### The request
Pull out every line of the listing below that contains the word "instance". Case counts.

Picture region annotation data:
* * * * * * * * *

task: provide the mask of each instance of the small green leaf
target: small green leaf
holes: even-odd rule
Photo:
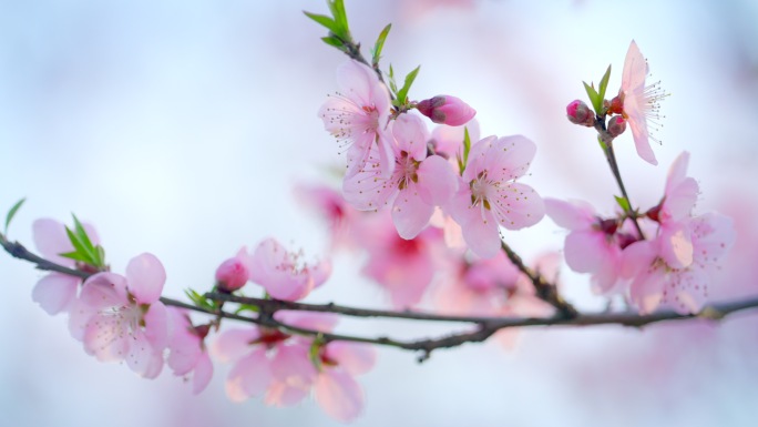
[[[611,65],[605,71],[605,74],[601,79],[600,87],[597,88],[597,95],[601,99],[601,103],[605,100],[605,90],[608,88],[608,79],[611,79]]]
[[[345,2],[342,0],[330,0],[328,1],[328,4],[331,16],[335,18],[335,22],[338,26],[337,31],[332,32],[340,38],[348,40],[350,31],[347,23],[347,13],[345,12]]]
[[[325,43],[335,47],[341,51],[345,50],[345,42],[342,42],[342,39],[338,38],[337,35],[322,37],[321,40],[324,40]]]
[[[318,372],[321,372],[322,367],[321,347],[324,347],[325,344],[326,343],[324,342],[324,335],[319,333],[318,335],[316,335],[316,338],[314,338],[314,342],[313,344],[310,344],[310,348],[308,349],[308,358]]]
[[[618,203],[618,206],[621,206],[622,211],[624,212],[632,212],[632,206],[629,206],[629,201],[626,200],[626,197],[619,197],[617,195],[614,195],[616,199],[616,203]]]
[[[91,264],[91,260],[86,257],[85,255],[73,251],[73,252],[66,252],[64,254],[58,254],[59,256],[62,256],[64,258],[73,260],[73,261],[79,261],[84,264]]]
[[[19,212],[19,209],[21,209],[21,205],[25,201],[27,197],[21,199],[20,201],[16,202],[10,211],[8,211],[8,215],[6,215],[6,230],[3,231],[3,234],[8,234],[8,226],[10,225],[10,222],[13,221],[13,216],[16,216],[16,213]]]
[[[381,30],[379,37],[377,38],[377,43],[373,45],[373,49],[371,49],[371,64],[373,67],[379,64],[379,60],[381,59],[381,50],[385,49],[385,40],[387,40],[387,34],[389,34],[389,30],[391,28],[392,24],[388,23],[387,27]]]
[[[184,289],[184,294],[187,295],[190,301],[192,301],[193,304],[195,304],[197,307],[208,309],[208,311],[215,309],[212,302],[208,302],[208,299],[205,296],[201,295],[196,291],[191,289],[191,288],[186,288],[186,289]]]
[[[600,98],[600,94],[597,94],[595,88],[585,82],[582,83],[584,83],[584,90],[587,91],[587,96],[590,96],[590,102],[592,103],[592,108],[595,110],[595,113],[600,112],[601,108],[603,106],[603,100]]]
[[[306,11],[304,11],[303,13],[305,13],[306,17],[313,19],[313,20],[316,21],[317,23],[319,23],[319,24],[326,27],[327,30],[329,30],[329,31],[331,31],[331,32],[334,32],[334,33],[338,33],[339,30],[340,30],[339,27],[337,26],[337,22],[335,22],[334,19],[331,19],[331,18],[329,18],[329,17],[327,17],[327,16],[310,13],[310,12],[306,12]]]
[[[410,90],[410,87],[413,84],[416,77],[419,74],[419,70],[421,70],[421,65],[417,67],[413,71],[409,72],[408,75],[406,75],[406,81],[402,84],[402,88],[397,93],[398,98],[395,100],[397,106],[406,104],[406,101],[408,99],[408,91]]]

* * * * * * * * *

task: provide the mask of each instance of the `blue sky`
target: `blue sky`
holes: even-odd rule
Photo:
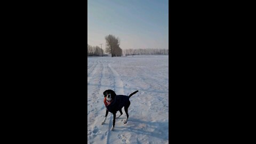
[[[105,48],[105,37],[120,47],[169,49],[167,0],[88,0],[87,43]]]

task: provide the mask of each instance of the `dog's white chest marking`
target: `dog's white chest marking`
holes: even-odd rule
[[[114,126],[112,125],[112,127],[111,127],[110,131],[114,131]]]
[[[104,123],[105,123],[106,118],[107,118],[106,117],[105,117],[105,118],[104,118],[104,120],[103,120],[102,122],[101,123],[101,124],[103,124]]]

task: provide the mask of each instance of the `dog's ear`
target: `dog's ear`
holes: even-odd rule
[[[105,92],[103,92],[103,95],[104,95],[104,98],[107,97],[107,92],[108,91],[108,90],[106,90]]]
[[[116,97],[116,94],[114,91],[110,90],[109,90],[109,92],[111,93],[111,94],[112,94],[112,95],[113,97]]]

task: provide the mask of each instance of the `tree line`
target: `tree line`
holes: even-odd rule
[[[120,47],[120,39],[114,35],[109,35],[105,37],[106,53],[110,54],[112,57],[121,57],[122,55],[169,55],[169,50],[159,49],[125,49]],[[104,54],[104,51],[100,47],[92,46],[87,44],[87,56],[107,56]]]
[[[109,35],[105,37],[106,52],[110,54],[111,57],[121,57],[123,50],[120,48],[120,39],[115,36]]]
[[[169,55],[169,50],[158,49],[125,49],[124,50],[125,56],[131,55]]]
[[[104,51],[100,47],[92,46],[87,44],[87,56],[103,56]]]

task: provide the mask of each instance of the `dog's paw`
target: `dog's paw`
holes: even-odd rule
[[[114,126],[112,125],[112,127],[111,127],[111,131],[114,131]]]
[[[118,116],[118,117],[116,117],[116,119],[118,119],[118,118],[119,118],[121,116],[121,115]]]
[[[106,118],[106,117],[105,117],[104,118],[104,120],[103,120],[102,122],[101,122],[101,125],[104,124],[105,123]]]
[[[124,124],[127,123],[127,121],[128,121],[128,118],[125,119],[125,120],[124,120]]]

* * * * * * * * *

### Complete answer
task: provide the mask of each instance of the small green leaf
task: provide the mask of each instance of the `blue sky`
task: provide the mask of each instance of the `dog's white chest marking`
task: provide the mask of each instance of the `dog's ear`
task: provide the mask of each instance of the `tree line`
task: provide the mask of each instance of the `dog's paw`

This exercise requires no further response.